**WHAT IS BEING ASKED**
Swap "gravel ground" for "rocky ground" and rewrite the rows that begin at the line containing "clear blue sky." and stop after the line containing "[467,330,591,424]". Leave everything else unchanged.

**INFORMATION SUPPLIED**
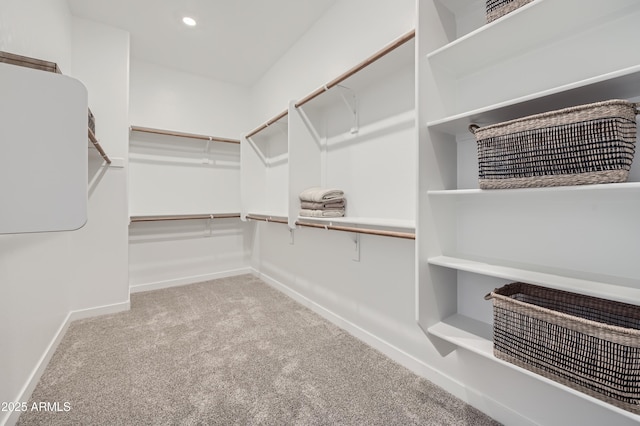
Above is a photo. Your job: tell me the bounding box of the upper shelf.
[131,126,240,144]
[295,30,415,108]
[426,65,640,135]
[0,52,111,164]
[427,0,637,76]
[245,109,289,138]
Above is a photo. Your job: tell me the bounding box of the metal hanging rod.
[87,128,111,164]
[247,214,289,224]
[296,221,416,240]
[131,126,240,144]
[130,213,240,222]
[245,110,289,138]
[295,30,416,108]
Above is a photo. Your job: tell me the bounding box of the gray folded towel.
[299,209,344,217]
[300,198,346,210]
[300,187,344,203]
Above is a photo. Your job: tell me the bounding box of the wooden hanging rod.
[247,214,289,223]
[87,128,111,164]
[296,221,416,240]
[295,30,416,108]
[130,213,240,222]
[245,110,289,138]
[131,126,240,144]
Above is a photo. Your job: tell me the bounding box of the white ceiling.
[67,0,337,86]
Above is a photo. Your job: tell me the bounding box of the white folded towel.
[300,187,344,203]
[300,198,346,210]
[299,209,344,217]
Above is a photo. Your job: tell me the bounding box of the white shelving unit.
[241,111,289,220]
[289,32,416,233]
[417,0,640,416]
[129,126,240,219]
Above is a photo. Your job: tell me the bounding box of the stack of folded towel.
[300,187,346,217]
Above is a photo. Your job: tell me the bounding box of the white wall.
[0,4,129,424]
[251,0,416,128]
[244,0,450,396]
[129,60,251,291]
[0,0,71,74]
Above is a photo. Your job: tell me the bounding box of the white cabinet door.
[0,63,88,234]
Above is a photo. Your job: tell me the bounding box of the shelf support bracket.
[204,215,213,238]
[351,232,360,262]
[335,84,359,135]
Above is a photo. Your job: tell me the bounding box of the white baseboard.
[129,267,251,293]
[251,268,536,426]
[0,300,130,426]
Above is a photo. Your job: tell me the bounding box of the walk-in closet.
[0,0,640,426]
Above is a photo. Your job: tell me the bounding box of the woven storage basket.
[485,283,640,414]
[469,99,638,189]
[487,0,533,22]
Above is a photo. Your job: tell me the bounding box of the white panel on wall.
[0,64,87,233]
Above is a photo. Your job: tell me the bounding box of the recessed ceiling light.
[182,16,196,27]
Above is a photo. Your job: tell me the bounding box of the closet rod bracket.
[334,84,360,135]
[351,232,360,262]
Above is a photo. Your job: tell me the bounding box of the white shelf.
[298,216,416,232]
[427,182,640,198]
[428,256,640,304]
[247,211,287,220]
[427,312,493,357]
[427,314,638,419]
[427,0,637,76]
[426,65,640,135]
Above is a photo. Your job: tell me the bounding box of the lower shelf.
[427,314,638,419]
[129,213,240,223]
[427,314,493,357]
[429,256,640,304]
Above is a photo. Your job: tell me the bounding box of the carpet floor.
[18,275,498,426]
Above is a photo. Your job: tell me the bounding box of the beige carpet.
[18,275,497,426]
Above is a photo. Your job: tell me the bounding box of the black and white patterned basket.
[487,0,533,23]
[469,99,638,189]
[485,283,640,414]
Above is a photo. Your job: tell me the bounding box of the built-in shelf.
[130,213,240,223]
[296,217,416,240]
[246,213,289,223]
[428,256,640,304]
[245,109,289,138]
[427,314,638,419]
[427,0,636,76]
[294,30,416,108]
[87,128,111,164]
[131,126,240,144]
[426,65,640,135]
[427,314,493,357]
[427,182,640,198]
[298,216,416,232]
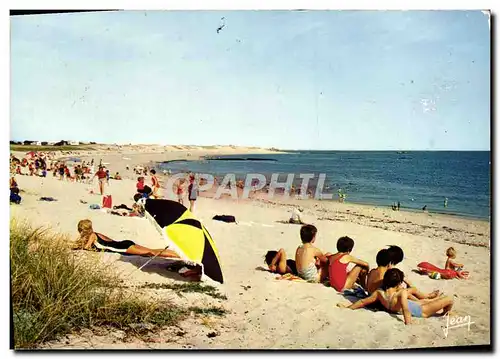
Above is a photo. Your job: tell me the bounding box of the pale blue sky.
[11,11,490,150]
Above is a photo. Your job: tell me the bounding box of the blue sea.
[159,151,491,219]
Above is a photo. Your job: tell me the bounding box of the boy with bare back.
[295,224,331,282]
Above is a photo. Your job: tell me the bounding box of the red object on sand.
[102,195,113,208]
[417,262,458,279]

* * *

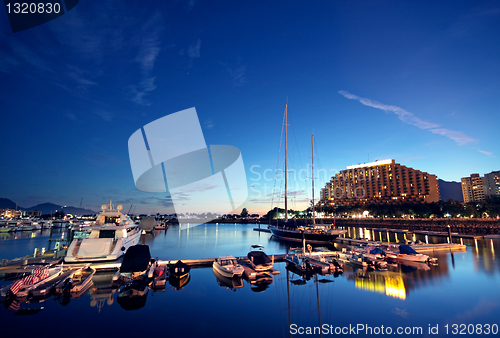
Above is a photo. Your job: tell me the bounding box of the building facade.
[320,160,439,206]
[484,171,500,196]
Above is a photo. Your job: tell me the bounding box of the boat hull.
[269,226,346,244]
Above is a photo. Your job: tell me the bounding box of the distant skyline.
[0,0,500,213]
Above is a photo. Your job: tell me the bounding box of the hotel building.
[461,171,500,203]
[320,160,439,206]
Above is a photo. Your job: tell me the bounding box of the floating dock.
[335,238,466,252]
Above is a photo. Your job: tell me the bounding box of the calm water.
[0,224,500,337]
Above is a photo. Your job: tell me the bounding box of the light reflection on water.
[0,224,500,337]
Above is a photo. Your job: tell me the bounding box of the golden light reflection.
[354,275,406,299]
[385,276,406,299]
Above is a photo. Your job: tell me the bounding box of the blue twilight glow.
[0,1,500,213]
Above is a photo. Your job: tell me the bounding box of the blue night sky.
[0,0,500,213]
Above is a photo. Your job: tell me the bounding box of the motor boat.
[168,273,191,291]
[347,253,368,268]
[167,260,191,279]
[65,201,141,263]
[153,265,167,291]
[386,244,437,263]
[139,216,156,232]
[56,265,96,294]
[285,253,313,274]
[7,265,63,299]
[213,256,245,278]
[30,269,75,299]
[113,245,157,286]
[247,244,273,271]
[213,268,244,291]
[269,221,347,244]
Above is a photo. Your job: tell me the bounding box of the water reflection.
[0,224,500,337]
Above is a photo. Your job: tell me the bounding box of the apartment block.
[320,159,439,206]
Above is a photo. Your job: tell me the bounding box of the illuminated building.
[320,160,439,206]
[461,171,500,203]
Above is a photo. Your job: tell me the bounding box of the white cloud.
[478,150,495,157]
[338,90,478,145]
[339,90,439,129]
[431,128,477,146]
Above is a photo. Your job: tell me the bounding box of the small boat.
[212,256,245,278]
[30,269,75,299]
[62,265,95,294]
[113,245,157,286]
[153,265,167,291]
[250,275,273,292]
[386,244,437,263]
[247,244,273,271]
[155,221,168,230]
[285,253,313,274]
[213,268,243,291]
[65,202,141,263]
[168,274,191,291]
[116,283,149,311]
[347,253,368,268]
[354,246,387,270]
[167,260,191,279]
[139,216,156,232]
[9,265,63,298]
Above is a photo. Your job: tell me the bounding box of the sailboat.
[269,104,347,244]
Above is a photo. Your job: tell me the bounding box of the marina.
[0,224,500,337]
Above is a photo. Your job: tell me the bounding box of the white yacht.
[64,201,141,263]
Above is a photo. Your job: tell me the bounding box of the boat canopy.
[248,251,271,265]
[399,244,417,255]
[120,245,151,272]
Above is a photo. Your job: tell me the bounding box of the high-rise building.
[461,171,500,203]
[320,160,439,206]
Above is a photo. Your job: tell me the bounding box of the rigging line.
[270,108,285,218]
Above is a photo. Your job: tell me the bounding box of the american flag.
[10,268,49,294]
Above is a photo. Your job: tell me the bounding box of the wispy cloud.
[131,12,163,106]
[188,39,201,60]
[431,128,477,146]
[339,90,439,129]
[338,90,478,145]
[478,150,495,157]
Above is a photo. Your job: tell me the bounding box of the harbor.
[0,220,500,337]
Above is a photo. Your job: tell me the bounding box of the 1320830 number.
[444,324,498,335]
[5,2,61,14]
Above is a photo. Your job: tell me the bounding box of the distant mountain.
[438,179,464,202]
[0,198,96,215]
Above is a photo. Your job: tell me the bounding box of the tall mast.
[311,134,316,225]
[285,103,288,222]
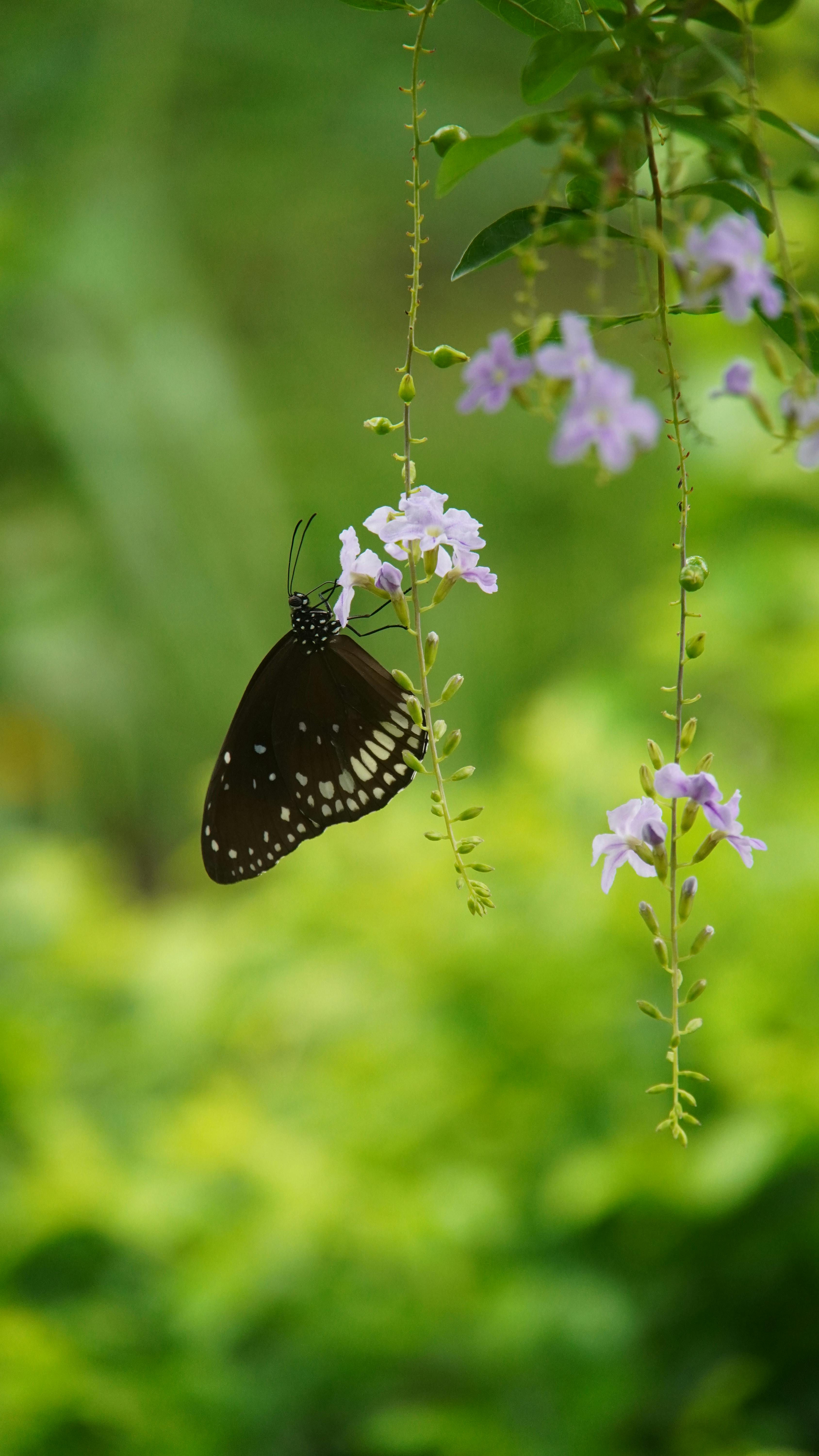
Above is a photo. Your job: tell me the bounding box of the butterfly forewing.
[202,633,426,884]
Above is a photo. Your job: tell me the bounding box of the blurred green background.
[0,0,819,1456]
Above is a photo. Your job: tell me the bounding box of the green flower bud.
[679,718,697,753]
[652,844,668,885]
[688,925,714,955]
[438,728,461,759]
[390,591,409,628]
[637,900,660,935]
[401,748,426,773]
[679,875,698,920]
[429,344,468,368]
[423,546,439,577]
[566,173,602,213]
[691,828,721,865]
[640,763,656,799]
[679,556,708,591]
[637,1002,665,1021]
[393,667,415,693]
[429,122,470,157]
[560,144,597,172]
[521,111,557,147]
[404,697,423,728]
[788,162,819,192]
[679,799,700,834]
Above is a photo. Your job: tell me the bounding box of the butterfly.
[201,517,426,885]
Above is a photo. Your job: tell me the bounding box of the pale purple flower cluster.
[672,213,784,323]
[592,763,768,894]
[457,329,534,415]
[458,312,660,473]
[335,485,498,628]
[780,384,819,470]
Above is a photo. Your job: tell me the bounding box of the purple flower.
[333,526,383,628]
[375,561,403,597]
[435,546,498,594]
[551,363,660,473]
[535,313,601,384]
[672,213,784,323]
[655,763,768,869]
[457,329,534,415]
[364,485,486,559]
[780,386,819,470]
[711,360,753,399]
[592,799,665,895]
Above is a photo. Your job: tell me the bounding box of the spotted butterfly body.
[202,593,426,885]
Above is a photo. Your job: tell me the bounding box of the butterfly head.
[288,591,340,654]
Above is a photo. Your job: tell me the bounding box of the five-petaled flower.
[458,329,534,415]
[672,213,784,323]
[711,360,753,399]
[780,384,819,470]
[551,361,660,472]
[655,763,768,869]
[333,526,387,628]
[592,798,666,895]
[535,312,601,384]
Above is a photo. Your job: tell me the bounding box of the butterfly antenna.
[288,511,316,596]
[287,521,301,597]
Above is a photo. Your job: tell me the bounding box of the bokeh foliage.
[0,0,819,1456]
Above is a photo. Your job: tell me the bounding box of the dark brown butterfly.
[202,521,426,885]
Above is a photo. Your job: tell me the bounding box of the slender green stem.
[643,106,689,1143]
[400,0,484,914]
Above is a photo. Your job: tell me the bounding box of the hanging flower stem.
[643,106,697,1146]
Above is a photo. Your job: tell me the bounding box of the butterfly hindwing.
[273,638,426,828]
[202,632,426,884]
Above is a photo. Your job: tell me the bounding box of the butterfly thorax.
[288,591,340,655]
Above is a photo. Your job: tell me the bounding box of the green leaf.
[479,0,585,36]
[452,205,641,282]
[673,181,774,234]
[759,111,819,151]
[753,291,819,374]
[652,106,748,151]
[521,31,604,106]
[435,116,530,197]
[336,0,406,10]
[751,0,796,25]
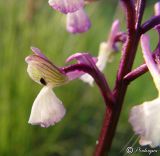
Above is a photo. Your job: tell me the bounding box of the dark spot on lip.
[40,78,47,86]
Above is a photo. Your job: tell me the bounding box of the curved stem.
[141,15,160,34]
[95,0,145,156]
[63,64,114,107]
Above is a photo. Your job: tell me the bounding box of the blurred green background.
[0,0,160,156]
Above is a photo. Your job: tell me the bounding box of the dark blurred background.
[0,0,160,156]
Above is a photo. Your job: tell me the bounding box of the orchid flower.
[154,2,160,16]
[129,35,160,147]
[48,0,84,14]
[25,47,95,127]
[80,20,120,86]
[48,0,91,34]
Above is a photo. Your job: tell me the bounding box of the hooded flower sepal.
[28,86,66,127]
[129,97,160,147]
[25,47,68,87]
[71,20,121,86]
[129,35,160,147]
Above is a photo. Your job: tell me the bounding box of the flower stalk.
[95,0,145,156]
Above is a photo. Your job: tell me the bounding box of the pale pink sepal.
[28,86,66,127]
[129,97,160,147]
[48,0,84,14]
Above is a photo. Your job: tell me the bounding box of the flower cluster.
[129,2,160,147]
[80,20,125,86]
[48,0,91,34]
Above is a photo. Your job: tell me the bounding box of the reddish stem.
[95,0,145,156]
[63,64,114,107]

---

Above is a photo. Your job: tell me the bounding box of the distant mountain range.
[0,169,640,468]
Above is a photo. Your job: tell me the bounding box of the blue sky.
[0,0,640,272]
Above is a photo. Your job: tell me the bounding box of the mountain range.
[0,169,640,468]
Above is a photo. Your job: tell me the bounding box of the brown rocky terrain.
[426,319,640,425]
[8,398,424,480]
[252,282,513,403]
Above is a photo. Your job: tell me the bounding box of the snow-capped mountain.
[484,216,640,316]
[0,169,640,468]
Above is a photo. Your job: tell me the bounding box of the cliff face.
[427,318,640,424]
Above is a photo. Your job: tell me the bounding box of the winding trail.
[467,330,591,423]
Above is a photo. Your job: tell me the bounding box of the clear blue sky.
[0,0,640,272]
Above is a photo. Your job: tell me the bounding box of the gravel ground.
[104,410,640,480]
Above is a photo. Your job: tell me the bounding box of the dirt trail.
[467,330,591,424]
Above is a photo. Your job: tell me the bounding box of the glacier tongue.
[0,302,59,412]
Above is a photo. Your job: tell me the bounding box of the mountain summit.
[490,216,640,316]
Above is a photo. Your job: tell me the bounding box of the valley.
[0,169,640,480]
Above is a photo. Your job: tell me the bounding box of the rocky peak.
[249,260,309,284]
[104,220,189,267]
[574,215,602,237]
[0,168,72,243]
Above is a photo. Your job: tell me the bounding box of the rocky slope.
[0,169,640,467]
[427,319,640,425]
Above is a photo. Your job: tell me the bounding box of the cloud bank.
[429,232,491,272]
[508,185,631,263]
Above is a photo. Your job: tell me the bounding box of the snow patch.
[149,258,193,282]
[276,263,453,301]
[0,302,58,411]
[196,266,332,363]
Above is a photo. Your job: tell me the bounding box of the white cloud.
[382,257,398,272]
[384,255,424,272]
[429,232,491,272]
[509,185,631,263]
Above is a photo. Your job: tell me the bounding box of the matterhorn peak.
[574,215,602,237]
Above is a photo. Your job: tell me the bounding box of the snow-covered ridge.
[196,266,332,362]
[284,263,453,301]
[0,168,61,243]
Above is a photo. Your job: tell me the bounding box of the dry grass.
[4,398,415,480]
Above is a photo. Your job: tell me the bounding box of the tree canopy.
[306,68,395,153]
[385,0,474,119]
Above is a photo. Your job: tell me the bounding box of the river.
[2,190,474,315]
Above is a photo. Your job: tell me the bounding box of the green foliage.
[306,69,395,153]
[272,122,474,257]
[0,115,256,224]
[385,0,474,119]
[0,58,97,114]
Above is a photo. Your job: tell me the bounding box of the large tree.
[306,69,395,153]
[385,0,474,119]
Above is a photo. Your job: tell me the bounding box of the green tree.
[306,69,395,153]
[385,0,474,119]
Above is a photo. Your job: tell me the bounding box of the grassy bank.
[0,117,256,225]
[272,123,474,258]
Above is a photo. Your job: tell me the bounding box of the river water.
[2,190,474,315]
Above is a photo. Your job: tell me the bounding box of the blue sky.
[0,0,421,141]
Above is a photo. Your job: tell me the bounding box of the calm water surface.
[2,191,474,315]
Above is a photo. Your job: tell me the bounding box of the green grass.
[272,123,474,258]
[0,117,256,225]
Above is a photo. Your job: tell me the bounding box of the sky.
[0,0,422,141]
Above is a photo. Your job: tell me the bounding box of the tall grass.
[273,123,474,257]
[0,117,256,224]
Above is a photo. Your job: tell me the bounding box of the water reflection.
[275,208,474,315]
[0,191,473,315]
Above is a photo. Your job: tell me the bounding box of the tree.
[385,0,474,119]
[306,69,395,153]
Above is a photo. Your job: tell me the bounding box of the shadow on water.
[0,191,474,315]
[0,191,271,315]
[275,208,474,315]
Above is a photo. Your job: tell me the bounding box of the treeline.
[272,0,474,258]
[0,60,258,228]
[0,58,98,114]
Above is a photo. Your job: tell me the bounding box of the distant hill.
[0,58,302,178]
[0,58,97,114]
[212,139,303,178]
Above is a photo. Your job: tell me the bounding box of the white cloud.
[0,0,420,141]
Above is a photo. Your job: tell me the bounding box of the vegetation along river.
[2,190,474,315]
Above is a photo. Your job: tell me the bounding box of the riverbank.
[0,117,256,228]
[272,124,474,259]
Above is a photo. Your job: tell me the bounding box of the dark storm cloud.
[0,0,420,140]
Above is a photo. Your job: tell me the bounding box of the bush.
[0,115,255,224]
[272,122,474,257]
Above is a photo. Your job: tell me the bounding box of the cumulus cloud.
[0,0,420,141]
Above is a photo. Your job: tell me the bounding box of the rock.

**WRITTEN SOLUTION**
Above is a photo. Your job: tell me the bounding box of the clear blue sky.
[0,0,640,272]
Above is a photo. Your job: tell me the bounding box of the rocky ground.
[104,410,640,480]
Above is a photo. Your job: tell me the bounding box of the dirt trail.
[467,330,591,424]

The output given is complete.